__Listing__

[start]

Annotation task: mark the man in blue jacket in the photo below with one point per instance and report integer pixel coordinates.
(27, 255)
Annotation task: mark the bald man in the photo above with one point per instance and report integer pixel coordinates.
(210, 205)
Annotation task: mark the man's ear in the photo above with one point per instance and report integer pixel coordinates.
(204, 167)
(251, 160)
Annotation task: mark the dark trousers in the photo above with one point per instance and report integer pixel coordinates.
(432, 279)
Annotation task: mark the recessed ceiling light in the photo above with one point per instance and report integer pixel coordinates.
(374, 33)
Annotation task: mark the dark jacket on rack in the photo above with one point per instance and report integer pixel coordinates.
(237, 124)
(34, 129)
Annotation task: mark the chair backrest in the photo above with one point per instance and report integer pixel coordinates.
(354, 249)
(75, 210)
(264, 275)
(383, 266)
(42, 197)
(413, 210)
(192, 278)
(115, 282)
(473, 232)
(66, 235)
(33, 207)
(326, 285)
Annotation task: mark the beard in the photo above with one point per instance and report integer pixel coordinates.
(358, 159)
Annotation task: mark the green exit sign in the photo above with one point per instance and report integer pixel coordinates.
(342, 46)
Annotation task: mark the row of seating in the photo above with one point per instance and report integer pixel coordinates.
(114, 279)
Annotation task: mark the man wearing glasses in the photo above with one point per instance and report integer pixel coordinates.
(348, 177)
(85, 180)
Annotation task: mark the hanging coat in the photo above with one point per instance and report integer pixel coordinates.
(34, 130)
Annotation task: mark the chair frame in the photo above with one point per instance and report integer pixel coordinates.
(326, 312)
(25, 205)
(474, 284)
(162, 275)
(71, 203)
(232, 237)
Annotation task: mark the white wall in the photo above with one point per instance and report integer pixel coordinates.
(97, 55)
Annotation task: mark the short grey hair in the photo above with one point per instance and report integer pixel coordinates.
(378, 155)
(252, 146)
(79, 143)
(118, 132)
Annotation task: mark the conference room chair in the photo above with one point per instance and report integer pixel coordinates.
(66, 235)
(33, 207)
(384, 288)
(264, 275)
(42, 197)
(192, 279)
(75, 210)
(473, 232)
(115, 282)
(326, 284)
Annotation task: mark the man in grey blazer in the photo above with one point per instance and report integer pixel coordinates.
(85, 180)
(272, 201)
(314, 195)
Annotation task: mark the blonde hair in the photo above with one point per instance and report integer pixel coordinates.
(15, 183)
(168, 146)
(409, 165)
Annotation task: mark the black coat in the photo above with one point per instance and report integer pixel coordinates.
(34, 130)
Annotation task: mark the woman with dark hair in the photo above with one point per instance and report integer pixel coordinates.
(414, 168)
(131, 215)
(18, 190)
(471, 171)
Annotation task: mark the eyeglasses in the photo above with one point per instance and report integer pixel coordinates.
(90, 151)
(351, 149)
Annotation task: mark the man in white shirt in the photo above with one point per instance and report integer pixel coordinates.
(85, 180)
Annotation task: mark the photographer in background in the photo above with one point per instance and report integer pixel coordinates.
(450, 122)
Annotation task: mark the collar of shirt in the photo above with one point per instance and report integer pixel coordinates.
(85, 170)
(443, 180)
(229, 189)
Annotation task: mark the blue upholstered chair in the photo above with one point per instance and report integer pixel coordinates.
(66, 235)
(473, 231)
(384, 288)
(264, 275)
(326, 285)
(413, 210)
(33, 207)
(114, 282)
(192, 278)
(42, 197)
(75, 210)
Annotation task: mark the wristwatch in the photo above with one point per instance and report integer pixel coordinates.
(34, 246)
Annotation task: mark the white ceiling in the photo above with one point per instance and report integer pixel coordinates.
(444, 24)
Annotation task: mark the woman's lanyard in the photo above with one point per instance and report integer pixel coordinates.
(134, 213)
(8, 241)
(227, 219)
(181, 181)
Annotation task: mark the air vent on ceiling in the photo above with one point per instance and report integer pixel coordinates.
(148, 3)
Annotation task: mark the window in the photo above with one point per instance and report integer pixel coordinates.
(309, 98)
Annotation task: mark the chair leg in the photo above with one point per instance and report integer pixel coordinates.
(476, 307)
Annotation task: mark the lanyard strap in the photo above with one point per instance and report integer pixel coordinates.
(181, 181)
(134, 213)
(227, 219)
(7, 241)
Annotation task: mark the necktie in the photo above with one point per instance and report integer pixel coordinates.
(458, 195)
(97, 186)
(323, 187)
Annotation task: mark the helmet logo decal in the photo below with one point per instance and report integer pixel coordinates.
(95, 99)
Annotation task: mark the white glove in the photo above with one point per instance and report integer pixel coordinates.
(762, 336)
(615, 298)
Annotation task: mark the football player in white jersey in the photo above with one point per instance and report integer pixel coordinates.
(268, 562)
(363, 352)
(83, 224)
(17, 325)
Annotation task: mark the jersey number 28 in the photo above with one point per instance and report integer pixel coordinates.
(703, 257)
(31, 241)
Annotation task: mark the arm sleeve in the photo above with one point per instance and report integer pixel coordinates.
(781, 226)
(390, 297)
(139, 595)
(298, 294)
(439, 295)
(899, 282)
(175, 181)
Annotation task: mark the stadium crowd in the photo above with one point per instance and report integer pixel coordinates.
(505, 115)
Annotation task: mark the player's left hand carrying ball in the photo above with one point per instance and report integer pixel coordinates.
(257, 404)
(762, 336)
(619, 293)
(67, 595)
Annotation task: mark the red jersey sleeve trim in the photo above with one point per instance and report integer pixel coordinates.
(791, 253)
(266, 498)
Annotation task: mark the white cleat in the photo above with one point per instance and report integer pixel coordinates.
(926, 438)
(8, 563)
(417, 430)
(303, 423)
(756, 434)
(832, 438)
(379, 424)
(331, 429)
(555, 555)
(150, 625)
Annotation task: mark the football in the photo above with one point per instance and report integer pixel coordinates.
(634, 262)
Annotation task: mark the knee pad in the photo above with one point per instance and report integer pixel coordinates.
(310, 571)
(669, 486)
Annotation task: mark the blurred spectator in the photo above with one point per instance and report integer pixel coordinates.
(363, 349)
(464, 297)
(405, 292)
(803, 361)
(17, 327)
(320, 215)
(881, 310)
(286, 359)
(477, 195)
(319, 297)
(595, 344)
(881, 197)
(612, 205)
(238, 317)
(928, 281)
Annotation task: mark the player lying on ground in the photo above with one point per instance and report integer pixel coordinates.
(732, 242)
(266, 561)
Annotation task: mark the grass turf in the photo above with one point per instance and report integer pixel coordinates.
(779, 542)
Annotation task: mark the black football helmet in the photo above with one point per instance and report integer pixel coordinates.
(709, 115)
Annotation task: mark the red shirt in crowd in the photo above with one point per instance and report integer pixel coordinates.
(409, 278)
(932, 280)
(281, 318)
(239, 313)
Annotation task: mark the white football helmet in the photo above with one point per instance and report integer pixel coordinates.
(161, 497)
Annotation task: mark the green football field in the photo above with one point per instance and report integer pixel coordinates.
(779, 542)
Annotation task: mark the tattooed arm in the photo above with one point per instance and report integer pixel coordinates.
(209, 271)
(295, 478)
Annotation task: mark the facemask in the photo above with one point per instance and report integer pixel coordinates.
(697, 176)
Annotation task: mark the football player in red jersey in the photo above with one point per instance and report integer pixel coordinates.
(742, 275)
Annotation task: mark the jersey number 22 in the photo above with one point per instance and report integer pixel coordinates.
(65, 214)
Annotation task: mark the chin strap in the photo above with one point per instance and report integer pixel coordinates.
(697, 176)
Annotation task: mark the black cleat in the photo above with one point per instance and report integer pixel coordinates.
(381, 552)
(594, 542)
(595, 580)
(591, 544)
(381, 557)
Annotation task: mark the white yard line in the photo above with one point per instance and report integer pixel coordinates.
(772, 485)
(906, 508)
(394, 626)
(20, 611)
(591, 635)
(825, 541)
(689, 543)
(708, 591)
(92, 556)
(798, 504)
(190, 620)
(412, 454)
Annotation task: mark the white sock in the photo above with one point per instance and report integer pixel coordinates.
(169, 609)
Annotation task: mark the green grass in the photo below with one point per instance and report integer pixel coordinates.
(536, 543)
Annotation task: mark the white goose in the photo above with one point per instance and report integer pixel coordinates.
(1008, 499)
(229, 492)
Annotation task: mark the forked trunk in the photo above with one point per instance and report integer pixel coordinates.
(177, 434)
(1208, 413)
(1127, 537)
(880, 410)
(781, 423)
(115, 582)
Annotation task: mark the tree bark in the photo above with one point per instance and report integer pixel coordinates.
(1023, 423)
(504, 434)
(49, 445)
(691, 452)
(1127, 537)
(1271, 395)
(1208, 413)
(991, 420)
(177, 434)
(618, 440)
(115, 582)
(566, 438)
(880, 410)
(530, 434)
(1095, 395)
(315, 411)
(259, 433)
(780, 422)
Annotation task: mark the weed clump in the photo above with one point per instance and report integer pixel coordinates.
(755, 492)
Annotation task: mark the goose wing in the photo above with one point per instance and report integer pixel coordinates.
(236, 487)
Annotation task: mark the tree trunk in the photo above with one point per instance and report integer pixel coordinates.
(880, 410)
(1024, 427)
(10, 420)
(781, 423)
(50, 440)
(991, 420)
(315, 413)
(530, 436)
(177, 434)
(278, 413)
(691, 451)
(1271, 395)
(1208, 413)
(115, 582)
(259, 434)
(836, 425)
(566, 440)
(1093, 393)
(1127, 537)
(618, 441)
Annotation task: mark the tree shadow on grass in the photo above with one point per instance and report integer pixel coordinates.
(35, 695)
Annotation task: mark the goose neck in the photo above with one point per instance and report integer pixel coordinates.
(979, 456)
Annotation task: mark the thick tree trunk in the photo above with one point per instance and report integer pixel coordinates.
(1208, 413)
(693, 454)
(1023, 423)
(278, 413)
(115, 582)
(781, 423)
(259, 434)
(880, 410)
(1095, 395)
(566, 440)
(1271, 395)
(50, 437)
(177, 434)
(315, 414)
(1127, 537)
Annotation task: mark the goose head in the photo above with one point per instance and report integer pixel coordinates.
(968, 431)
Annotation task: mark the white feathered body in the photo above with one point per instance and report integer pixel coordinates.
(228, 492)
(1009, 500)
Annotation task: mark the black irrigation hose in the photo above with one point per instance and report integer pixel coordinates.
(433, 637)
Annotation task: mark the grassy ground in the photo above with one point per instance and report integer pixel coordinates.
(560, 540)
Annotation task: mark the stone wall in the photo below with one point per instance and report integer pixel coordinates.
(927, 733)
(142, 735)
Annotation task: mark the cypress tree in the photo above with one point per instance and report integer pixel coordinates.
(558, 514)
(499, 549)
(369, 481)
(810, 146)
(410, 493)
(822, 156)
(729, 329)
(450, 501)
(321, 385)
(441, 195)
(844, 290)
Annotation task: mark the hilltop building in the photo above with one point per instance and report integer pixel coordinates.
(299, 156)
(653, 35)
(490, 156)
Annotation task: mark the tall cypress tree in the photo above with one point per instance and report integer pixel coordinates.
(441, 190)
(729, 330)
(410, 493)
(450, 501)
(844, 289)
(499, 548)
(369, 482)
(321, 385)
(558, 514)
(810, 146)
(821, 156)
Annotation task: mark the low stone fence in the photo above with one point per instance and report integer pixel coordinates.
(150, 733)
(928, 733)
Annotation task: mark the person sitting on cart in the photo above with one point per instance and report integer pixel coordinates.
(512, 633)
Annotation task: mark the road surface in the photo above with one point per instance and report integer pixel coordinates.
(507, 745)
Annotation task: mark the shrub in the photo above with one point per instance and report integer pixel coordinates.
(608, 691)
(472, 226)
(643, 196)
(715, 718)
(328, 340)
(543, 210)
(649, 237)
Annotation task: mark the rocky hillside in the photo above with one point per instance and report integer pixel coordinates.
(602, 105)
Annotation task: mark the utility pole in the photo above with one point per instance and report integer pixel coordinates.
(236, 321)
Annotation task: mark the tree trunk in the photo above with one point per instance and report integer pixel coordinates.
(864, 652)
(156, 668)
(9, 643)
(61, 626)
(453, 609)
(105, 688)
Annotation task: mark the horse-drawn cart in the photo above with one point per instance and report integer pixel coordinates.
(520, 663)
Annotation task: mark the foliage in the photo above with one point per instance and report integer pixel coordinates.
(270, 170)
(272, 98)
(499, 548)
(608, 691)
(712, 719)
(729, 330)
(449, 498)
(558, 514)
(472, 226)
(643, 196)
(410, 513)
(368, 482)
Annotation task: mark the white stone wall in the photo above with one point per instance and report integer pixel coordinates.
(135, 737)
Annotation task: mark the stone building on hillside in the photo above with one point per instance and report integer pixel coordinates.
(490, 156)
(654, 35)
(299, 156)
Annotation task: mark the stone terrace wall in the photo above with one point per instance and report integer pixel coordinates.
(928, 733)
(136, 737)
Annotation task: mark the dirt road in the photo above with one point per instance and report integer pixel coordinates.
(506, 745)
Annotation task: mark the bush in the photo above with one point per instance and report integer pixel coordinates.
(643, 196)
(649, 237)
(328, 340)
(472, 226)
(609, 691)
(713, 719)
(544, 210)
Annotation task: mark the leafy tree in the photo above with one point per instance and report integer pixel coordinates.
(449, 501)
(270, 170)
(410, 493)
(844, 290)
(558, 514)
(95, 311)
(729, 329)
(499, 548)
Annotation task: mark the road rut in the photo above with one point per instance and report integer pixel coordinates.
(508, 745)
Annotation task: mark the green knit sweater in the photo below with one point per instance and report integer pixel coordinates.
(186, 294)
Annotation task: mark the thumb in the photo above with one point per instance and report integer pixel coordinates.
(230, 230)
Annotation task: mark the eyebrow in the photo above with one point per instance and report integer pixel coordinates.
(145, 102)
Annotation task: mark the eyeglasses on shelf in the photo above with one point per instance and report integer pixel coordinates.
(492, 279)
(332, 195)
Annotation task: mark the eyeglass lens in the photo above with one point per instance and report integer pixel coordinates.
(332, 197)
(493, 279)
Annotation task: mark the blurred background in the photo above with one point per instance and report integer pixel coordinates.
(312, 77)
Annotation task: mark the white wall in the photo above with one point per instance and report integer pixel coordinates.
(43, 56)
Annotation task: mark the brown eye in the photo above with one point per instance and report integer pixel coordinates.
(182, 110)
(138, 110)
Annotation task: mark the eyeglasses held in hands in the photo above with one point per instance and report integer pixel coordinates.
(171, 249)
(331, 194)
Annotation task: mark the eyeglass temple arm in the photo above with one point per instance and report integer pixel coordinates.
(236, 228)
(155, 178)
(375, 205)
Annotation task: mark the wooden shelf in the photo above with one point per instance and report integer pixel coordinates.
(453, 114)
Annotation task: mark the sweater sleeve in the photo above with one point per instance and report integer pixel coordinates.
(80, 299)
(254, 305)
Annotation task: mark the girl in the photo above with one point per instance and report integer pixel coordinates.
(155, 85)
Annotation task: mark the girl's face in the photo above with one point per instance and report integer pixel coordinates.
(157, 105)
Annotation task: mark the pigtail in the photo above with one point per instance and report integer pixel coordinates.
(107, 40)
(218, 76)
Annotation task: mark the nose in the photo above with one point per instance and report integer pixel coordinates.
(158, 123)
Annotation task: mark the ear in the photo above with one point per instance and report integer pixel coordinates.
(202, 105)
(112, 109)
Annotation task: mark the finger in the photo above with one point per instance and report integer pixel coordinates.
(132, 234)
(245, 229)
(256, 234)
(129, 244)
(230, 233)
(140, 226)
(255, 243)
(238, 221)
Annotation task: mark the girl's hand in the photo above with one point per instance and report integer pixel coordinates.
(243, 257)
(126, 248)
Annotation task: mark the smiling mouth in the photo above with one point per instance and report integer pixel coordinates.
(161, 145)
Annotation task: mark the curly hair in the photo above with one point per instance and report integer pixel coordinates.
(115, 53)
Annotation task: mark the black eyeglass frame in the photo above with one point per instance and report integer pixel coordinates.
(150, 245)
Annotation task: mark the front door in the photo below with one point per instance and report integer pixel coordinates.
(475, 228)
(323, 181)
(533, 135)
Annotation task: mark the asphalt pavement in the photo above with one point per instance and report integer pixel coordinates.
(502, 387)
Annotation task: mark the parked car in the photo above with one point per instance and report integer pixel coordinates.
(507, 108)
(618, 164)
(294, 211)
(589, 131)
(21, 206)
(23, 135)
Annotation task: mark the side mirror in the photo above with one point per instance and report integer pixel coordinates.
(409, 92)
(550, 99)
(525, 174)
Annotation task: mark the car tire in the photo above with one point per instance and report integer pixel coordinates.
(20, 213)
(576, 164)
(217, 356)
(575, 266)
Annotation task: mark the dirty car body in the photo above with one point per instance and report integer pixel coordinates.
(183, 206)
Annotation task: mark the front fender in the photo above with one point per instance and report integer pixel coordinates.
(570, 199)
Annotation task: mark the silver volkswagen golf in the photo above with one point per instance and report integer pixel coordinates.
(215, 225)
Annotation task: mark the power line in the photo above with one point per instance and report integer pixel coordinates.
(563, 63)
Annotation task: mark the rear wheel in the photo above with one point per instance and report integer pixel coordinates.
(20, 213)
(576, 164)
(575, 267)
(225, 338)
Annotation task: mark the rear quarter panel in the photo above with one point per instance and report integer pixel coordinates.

[end]

__Requirements__
Transcribe word for word the lines from the one holding "Annotation task: mark the car" to the last line of the listing above, inclusive.

__Output for this exercise__
Annotation task: mark the car tire in the photo above with one point per instance and report integer pixel coordinates.
(20, 213)
(576, 164)
(217, 356)
(575, 266)
Annotation task: mark the dirty car body in the photo above with one point per instance and report integer pixel coordinates.
(183, 206)
Annotation task: mark the front fender in the photo above with one point per instance and report integer pixel coordinates.
(570, 199)
Annotation task: mark the silver volkswagen golf in the photo above with one point per instance and report integer pixel coordinates.
(215, 225)
Annotation task: mark the power line in the photo above with one point per instance and report integer pixel coordinates.
(563, 63)
Annotation task: mark the rear wheel in the photo above with one point per instance and report integer pixel coordinates.
(20, 213)
(576, 164)
(575, 267)
(225, 338)
Annotation task: mark the rear quarter panel in the photo above with one point per instance and report integer pixel coordinates.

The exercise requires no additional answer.